[Opening Excerpted records section]
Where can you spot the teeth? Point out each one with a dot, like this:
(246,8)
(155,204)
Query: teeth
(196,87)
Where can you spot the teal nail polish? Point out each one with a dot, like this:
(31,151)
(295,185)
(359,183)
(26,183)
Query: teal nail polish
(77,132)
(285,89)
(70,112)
[Closing Excerpted records section]
## Exercise
Where the line containing "Query: teeth" appears in the data above, begin there and reproduce every line to the end exactly; include nothing else.

## Task output
Query: teeth
(196,87)
Where can you spot the teal nail polish? Point out each one with a dot, like this:
(31,151)
(295,185)
(359,183)
(26,183)
Query: teal nail polish
(77,132)
(285,89)
(70,112)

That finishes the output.